# Directions
Copy out the entries that follow exactly, leaving out the pictures.

# Record set
* * * *
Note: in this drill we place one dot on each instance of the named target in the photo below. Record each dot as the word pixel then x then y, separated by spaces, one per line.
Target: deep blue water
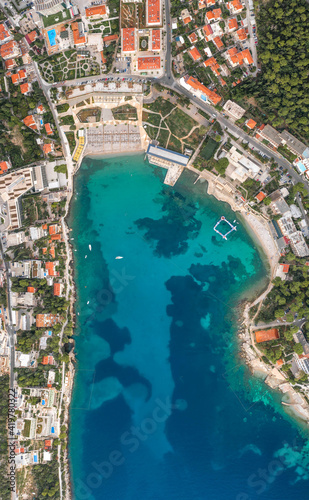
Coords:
pixel 163 407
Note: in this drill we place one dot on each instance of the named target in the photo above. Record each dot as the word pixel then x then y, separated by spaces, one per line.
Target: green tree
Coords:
pixel 298 348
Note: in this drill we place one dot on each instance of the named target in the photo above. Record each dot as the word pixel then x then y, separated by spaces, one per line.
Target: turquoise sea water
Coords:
pixel 163 407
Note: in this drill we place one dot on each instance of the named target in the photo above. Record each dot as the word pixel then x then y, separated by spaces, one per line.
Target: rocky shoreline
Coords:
pixel 296 404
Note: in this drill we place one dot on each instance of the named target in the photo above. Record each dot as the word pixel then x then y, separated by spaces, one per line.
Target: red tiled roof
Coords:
pixel 236 4
pixel 241 33
pixel 47 148
pixel 57 289
pixel 146 63
pixel 24 88
pixel 110 38
pixel 48 129
pixel 29 122
pixel 213 14
pixel 192 37
pixel 15 78
pixel 31 36
pixel 207 30
pixel 218 42
pixel 251 123
pixel 9 63
pixel 156 40
pixel 233 24
pixel 154 11
pixel 195 54
pixel 3 32
pixel 128 39
pixel 96 10
pixel 212 63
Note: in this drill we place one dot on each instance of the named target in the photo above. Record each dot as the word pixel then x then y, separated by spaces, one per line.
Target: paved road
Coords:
pixel 251 41
pixel 299 323
pixel 10 330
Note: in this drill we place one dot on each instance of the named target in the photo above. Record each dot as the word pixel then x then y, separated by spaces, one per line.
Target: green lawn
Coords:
pixel 196 137
pixel 84 114
pixel 180 123
pixel 209 149
pixel 62 108
pixel 67 120
pixel 26 431
pixel 174 144
pixel 160 106
pixel 71 139
pixel 151 118
pixel 51 20
pixel 201 112
pixel 163 137
pixel 151 131
pixel 125 112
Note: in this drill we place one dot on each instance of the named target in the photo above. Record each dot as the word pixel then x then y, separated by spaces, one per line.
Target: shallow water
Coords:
pixel 163 407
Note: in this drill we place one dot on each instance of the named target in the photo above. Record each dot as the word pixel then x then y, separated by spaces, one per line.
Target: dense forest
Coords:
pixel 46 479
pixel 282 87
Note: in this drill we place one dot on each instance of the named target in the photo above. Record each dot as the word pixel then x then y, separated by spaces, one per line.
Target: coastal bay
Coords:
pixel 163 407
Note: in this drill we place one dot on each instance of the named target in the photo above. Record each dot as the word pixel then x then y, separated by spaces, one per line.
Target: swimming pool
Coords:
pixel 52 37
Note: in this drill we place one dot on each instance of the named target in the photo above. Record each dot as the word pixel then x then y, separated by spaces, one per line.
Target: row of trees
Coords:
pixel 282 88
pixel 4 484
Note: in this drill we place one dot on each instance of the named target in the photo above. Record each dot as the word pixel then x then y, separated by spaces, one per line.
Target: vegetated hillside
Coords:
pixel 282 87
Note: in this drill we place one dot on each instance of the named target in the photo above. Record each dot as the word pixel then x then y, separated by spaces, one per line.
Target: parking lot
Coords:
* * * *
# Completed task
Note: in this drill we place one dot on each instance of the named target in the photo below. Record each dot as the word pixel then x then y, separated by spaces, one per line.
Target: deep blue water
Coords:
pixel 163 407
Note: in this drill we place one dot on each instance of the named target in the photo above. Record each dot as the word pixel then x then y, separated by spaces, one per line.
Target: green tree
Coords:
pixel 298 348
Note: in this drill we place one dot on each instance of the named target in the photo above. Record each dot as the word pixel then x then y, separated by spaces, one per line.
Target: turquoise sea water
Coords:
pixel 163 407
Note: in this drill we place one dot on each instance of the named target in the photo above. Record each dot as the word pixel then x then y, separated by spaces, one per line.
Target: rocky shoreline
Coords:
pixel 296 404
Note: in this drill we place one dot on each instance of the named target in the photo above. Record each dot as the word pixel then x then y, separated by spaces, one per line.
Target: red tiled roof
Coords:
pixel 236 4
pixel 241 33
pixel 47 148
pixel 57 289
pixel 146 63
pixel 24 88
pixel 110 38
pixel 48 129
pixel 29 122
pixel 213 14
pixel 192 37
pixel 15 78
pixel 31 36
pixel 207 30
pixel 218 42
pixel 251 123
pixel 9 63
pixel 156 40
pixel 233 24
pixel 154 11
pixel 195 54
pixel 3 32
pixel 128 39
pixel 96 10
pixel 212 63
Note: in this drill we place one dot on each instance of the named target in the photo above. Record each dot as the word pixel then x then y, separated by spaces, one per line.
Target: paved road
Coords:
pixel 251 41
pixel 299 323
pixel 10 330
Note: in this drill we place one dot on each instance of the named target in the photo above. Record each dot as the word pixel then x then y, separated by spaces, one per line.
Target: green lawn
Coords:
pixel 196 137
pixel 84 114
pixel 180 123
pixel 209 149
pixel 62 108
pixel 67 120
pixel 26 431
pixel 174 144
pixel 160 106
pixel 71 139
pixel 151 118
pixel 51 20
pixel 201 112
pixel 163 137
pixel 151 131
pixel 125 112
Note: in this drill we place one dot on each instance of the named target in the photo above. Record each dot as the word pixel then x then y, separated by spaces, one per line.
Target: shallow water
Coords:
pixel 163 407
Note: in this drill we place one dot on each instance of the named target in the photo above. Record each dot as the word pixel then x then y, separated by spaces, one per line.
Target: dense forest
Coords:
pixel 46 479
pixel 282 87
Note: in this drill we place one dot on each instance of the named target in the photo above. Record each dot as the word pixel then x then y, separated by spaces, one per line.
Target: coastal bay
Coords:
pixel 163 407
Note: in this drill we place one dot on each instance of the named target in the photo above. Record each dot as the word pixel then x then y, separated by spaces, one per line.
Target: swimming pool
Coords:
pixel 52 37
Note: in this drill we place one dot on each instance of the named target in the photo above. Record each dot as the word pixel then x then y, separated by spaces, one per line.
Target: row of trees
Coords:
pixel 282 88
pixel 4 484
Note: in this drill we place one dot on each instance of the named target in the photo above. Record each dot as the word pixel then x then y, separated by spaces, one per line.
Target: vegetated hillside
Coords:
pixel 282 87
Note: in this drill we place one dot on each instance of the named target in the photo above. Record each dot as the word pixel then x then y, separated by spaces, one per line.
Target: parking lot
Coords:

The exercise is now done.